The Federal Rules of Civil Procedure do not permit a party served with a Rule 30(b)(6) deposition notice or subpoena request “to elect to supply the answers in a written response to an interrogatory” in response to a Rule 30(b)(6) deposition notice or subpoena request. Marker v. Union Fidelity Life Insurance, 125 F.R.D. 121, 126 (M.D.N.C.1989). “Because of its nature, the deposition process provides a means to obtain more complete information and is, therefore, favored.” Id. Similarly, in responding to a Rule 30(b)(6) notice or subpoena, a corporation may not take the position that its documents state the company’s position. In re: Vitamins Antitrust Litigation, 216 F.R.D. at 172, 174. There, the defendants produced a timeline of events relevant to the litigation based on interviews of former employees and a review of accompanying documents and took the position at a Rule 30(b)(6) deposition that because statements of former employees are imputed to the company by operation of law, the timelines “spoke for themselves” and the corporation need not produce a Rule 30(b)(6) deponent to provide an explanation. The court rejected this argument, stating:

Bioproducts’ objection rests on a misinterpretation of Rule 30(b)(6) and a mistaken view that mere authentication of the documents submitted with a corresponding disavowal of the truth or accuracy of the documents is sufficient to satisfy the requirements of Rule 30(b)(6) …. [there is] nothing in the rules or caselaw that would justify [such an] understanding of a sufficient Rule 30(b)(6) deposition.

Id. at 172.

Several courts have recognized that preparing a Rule 30(b)(6) designee may be an onerous task and that it is not uncommon for a corporation to claim:

… that it no longer employs individuals who have memory of a distant event or that such individuals are deceased…. These problems do not relieve a corporation from preparing its Rule 30(b)(6) designee to the extent matters are reasonably available, whether from documents, past employees, or other sources.

Taylor, 166 F.R.D. at 360-61 (internal citations omitted). Although adequately preparing a Rule 30(b)(6) deposition can be burdensome, “this is merely the result of the concomitant obligation from the privilege of being able to use the corporate form in order to conduct business.” Id. at 362. Sprint, 236 F.R.D. at 528 (acknowledging compliance with Rule 30(b)(6) may be onerous but that the Rule’s requirements “negate any possibility that an inquiring party will be directed back and forth from one corporate representative to another, vainly searching for a deponent who is able to provide a response which would be binding on that corporation.”)

Finally, if an organization designates a witness it believes in good faith would be able to provide knowledgeable responsive testimony and it becomes apparent during the deposition that the designee produced is unable to respond to relevant areas of inquiry, the responding party has a duty to designate an additional knowledgeable deponent. Marker, 125 F.R.D. at 126; Dravo Corp. v. Liberty Mut. Ins. Co., 164 F.R.D. 70, 75 (D. Neb.1995); Starlight, 186 F.R.D. at 638; Sony v. Soundview Technologies, 217 F.R.D. 104, 112 (D. Conn.2002).

What happened next?  In short, the deponent was properly responsive to nearly all of the questions posed, except one category.

A corporation and its counsel cannot be expected to anticipate every question or line of inquiry opposing counsel might ask in a Rule 30(b)(6) deposition. However, the line of questions asked by counsel for Elan concerning the specifics of the costs and revenues for Pixcir products involved in this case are questions a thoroughly educated Rule 30(b)(6) deponent should have been prepared to answer.

** DIRECTIVE 1 **
Gather every line in the rows that contains the string "Give", matching case exactly.
The passage on Rule 30(b)(6) depositions and the rows that follow it are unrelated material.

** DATA EXCERPTS **
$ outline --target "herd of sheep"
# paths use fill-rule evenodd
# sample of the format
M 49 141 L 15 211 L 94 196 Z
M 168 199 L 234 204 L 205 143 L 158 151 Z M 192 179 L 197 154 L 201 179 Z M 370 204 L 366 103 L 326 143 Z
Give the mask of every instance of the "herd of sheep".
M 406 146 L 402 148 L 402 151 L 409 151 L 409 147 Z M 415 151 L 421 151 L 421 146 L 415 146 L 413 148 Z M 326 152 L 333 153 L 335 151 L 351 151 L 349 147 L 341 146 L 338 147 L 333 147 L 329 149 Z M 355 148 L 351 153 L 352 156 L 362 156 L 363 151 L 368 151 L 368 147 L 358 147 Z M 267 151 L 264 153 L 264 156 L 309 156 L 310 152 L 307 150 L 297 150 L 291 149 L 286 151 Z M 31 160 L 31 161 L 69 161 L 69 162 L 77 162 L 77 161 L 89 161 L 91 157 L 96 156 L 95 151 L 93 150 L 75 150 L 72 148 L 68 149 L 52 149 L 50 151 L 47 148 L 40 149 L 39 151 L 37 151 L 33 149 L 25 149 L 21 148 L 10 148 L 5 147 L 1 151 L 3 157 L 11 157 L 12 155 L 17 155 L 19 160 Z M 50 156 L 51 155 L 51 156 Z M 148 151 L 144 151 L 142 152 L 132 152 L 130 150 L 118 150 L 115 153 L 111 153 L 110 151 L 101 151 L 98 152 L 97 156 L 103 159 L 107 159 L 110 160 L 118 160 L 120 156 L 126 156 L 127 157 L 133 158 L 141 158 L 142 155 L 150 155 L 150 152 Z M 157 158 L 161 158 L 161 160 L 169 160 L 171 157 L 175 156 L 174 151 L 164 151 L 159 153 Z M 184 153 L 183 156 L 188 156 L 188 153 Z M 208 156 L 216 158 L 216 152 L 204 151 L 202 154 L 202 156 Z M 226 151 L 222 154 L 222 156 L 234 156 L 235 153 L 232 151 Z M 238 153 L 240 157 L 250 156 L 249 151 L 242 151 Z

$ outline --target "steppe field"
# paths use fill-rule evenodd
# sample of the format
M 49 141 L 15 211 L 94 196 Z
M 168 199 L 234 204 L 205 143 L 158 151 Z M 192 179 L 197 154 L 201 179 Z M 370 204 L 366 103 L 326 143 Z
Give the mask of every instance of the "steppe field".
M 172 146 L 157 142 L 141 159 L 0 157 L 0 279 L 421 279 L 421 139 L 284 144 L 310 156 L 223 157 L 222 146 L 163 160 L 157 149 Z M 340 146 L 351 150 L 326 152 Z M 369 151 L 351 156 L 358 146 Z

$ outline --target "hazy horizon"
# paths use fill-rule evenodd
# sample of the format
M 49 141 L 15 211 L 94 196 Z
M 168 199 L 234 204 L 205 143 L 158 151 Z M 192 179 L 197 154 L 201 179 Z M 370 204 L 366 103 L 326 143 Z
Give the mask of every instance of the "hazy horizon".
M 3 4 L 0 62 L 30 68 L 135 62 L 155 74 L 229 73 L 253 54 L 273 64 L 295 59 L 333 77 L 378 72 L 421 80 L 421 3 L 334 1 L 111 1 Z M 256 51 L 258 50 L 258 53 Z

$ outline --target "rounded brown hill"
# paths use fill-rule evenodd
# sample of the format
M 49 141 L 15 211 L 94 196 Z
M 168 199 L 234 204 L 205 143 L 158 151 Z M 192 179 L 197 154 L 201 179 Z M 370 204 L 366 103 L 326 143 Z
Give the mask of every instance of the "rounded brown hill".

** DIRECTIVE 2 **
Reproduce word for word the part of the passage on Rule 30(b)(6) depositions starting with "A corporation and" and going on through "prepared to answer.".

** TASK SOLUTION 1 **
Give the mask of every instance of the "herd of sheep".
Give the mask of every instance of the "steppe field".
Give the mask of every instance of the "hazy horizon".
Give the mask of every instance of the "rounded brown hill".

** TASK SOLUTION 2 **
A corporation and its counsel cannot be expected to anticipate every question or line of inquiry opposing counsel might ask in a Rule 30(b)(6) deposition. However, the line of questions asked by counsel for Elan concerning the specifics of the costs and revenues for Pixcir products involved in this case are questions a thoroughly educated Rule 30(b)(6) deponent should have been prepared to answer.